JOB: Copy out each line in the records below that includes the word "position".

Records contained in a dataset:
■ ■ ■ ■ ■

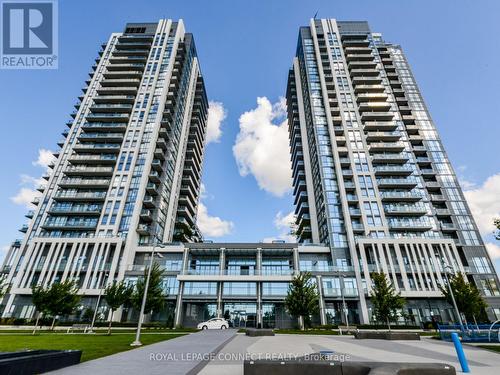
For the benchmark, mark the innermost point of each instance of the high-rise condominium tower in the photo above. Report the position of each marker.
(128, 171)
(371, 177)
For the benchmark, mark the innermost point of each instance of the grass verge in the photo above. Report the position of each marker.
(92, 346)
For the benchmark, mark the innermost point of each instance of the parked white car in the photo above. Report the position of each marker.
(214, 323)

■ ■ ■ ■ ■

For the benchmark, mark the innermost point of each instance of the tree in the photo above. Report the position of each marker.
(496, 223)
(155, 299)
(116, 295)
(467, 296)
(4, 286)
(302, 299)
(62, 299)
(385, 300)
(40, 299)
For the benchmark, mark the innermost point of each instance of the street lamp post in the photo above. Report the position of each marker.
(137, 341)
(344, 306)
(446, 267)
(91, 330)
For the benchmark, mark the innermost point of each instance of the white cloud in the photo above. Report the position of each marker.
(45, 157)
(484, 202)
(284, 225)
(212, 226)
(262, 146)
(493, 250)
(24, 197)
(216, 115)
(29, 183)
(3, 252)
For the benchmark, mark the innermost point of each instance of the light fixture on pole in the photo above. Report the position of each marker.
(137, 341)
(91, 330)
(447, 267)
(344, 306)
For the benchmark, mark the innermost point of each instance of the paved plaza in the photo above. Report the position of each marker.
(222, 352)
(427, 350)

■ ■ ■ ■ ■

WRITTEN RESPONSE:
For the benchmark, mark the innermost point of each instance of the high-rise condominium tower in the photo above. Report the position of each marker.
For the benchmark, mark the innermost point of each instance of the grass verge in the photo above. Report the position of each marker.
For the benchmark, mark the innermost point of each instance of the parked white car in the photo above. Report the position of each marker.
For the benchmark, mark the innermost point of each instance of the tree in the photo above. Report the position of each marker.
For the benchmark, mark the innermost point of each instance of the street lamp post in the photo above. Report the position of each marker.
For the benchmark, mark the innermost point of each instance of the white cloud in the photo above. Report the position of each marker.
For the benchmark, mark the innermost point of each instance of the light fixture on pole in the photo above. Report the position of each marker.
For the benchmark, mark the innermost point of each instance of the paved plaza in the photo above. Report the position of each marker.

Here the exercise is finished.